Through the end of the data below, output every line exactly, beginning with the line that contains "Each instance receives one keypoint. Mark the glossy".

━━━━━━

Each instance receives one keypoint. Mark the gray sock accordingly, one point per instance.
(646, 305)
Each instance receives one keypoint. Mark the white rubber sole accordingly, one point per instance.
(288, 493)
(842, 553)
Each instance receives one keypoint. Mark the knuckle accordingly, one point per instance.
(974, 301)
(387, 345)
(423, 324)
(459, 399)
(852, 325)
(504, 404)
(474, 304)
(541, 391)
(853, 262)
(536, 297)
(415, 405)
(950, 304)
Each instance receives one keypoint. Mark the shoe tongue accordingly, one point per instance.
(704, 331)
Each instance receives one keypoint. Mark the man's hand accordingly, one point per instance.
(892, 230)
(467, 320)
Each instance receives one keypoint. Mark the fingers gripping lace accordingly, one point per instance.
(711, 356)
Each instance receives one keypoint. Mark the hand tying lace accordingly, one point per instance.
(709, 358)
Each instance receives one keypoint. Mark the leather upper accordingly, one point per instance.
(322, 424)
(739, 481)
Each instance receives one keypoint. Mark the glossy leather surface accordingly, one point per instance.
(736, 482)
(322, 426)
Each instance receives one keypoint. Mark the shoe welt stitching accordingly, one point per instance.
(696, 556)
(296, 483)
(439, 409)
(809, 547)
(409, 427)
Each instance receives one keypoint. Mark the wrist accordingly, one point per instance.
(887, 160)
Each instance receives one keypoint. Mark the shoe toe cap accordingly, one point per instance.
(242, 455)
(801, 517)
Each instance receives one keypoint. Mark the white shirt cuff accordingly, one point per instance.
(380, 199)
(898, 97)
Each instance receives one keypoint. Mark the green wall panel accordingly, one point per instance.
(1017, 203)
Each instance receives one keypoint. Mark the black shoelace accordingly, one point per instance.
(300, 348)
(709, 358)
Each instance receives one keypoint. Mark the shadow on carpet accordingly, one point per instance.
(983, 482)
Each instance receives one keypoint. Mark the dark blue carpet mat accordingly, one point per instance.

━━━━━━

**TASK SOLUTION:**
Each instance receives one keypoint. Mark the glossy leather surface accordingly, one point per instance.
(736, 482)
(322, 426)
Each instance receives one keypoint. Mark the shoe welt stitching accordingly, one point per instance.
(696, 556)
(296, 483)
(439, 409)
(809, 547)
(409, 427)
Each instance receives one keypoint. Mark the wrist accordingly, one point per instance.
(887, 160)
Each instance receives one keypoint. Mark the shoe toe cap accordingly, one point per instance.
(242, 455)
(801, 517)
Each instance receives one keypoint. Mark the white shirt cuff accordingly, one point per instance.
(380, 199)
(898, 97)
Each instance receives one keypoint. Mark the green wall panel accordingly, one point per instance.
(1017, 203)
Each instance receives one keypoint. Mark the black shoelace accordingly, one point per instance.
(300, 348)
(709, 358)
Each instance receives one keypoint. Mark the shadow on carpet accordingly, one point per instance.
(983, 482)
Each instance receives one keypoint. Mark the dark blue carpet mat accordingly, one point per instance.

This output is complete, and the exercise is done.